EXERCICE PROPOSÉ
Extrayez mot pour mot l'intégralité du passage consacré à la mission du Lac La Biche.

EXTRAIT DU DOCUMENT
.....

Quant au Lac La Biche, vous devez déjà la connaître depuis longtemps. Notre-Dame des Victoires est l'une des missions les plus anciennes du district de Saint-Albert, c'est également l'une des plus convenables; nous avons déjà un excellent établissement pour les sœurs, un orphelinat et une bonne ferme. Malheureusement, la maison des pères n'est pas assez grande pour loger les pères et les frères et nous sommes légèrement empilés les uns sur les autres. Mais grâce aux soins de nos prédécesseurs qui ont travaillé dur, une plus grande maison de deux étages, une merveille dans ce coin du pays, est déjà construite et ouverte : nous pourrons très probablement y déménager cet été.

La chapelle des sœurs qui sert d'église de paroisse est également très inadéquate. Mais comme nous sommes chanceux d'avoir ici comme supérieur le grands architecte et entrepreneur de la belle cathédrale de Saint-Albert; il projette déjà de mettre le bois à la hache pour construire ici une église conformément à l'importance de cette mission. Ceci est facilité parce que le bois de construction est proche et l'évêque Faraud nous a doté d'une scierie hydraulique avec notre moulin à farine.

Ce Lac La Biche est assurément la plus belle chose que j'ai jamais vue. Il est au moins une fois et demi plus grand que le lac Saint-Anne. Ses bords sont plus hauts formant autour de lui une vaste ceinture de baies, de péninsules, de collines et de vallées lui donnant à première vue un aspect beaucoup plus pittoresque : quelques grandes îles dispersées ici et là, quelques petites maisons d'une simplicité primitive entourées par des champs et construites sur les flans de coteaux et, pour compléter ce charmant paysage, des buissons, des marais, des fleuves et des criques qui étonne le voyageur. La mission, avec ses nombreux établissements et son petit fleuve qui s'enroule autour d'un marais de hauts roseaux pour finir sur le lac, son riche monticule, vous frappe immédiatement en tant que reine de ce beau lac !

.....

DONNÉES
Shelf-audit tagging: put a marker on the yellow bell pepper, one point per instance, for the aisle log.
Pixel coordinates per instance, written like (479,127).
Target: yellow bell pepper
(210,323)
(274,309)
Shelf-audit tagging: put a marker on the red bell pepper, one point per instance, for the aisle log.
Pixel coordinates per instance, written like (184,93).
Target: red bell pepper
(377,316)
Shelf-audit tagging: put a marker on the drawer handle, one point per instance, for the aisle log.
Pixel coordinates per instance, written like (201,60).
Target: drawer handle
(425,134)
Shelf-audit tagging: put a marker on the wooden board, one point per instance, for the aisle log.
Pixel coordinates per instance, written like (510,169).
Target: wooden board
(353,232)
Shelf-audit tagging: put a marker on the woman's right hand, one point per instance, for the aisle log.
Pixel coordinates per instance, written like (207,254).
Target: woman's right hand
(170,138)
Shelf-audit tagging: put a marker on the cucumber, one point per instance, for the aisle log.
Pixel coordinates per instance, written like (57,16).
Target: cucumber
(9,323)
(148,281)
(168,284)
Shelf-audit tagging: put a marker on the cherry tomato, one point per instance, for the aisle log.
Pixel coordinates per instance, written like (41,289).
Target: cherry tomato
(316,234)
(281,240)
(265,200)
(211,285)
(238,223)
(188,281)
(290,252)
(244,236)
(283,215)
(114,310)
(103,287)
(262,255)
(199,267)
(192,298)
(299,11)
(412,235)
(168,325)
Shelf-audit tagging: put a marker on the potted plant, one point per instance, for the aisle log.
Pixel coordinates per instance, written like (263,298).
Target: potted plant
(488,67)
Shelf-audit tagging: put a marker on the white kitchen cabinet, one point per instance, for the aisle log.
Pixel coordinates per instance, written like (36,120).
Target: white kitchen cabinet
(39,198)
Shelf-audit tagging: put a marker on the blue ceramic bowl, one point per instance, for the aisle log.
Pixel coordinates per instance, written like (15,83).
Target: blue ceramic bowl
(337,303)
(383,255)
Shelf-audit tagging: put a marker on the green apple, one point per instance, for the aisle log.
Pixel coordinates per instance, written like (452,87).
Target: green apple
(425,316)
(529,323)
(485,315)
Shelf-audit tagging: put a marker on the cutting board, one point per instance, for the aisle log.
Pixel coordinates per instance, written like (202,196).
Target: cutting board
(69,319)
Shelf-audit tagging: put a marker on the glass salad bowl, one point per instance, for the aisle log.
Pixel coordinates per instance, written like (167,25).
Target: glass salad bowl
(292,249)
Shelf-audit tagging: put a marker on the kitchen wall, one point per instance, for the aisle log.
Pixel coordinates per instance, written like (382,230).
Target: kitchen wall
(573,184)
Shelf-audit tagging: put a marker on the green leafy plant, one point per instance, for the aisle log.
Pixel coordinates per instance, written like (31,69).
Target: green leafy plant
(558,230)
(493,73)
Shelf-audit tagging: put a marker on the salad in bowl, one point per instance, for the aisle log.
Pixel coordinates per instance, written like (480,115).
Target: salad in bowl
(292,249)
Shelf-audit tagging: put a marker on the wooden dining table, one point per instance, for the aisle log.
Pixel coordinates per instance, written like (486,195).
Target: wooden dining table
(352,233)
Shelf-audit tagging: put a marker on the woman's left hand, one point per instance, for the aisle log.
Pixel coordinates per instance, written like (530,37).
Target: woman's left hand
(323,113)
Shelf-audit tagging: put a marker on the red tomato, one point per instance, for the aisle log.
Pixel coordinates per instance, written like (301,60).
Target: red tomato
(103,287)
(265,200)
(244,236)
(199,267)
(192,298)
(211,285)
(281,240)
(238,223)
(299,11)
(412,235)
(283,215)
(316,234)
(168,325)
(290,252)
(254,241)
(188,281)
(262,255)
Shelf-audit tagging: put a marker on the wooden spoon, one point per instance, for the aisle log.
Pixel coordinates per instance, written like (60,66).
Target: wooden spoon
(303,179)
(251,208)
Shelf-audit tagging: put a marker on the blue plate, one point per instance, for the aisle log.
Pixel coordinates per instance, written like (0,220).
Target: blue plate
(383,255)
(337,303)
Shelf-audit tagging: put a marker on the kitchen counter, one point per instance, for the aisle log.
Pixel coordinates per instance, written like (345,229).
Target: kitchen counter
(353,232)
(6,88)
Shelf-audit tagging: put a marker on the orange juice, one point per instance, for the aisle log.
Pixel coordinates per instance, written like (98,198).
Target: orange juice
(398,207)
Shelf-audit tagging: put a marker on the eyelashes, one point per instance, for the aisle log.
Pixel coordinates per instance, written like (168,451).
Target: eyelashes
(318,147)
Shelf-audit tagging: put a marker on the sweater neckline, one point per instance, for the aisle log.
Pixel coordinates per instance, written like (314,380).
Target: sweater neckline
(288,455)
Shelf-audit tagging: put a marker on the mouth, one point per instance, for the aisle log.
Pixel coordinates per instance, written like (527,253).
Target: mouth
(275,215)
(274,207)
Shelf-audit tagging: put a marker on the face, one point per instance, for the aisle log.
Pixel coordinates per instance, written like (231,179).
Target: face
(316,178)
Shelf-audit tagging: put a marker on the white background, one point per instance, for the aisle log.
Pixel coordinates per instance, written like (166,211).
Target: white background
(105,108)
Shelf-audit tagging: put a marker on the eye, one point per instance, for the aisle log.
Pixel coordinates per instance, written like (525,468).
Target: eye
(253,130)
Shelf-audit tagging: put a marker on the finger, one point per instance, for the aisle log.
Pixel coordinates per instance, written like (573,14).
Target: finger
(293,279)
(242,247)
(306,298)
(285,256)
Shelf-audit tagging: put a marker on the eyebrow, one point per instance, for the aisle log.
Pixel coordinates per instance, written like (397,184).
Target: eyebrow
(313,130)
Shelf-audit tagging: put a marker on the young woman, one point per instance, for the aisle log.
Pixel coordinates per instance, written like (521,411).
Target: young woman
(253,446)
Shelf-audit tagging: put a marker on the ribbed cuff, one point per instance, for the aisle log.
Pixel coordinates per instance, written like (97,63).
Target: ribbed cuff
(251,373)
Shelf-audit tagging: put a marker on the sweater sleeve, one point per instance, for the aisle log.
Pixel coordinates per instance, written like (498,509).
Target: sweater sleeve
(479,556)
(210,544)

.....

RÉPONSE ATTENDUE
Quant au Lac La Biche, vous devez déjà la connaître depuis longtemps. Notre-Dame des Victoires est l'une des missions les plus anciennes du district de Saint-Albert, c'est également l'une des plus convenables; nous avons déjà un excellent établissement pour les sœurs, un orphelinat et une bonne ferme. Malheureusement, la maison des pères n'est pas assez grande pour loger les pères et les frères et nous sommes légèrement empilés les uns sur les autres. Mais grâce aux soins de nos prédécesseurs qui ont travaillé dur, une plus grande maison de deux étages, une merveille dans ce coin du pays, est déjà construite et ouverte : nous pourrons très probablement y déménager cet été.

La chapelle des sœurs qui sert d'église de paroisse est également très inadéquate. Mais comme nous sommes chanceux d'avoir ici comme supérieur le grands architecte et entrepreneur de la belle cathédrale de Saint-Albert; il projette déjà de mettre le bois à la hache pour construire ici une église conformément à l'importance de cette mission. Ceci est facilité parce que le bois de construction est proche et l'évêque Faraud nous a doté d'une scierie hydraulique avec notre moulin à farine.

Ce Lac La Biche est assurément la plus belle chose que j'ai jamais vue. Il est au moins une fois et demi plus grand que le lac Saint-Anne. Ses bords sont plus hauts formant autour de lui une vaste ceinture de baies, de péninsules, de collines et de vallées lui donnant à première vue un aspect beaucoup plus pittoresque : quelques grandes îles dispersées ici et là, quelques petites maisons d'une simplicité primitive entourées par des champs et construites sur les flans de coteaux et, pour compléter ce charmant paysage, des buissons, des marais, des fleuves et des criques qui étonne le voyageur. La mission, avec ses nombreux établissements et son petit fleuve qui s'enroule autour d'un marais de hauts roseaux pour finir sur le lac, son riche monticule, vous frappe immédiatement en tant que reine de ce beau lac !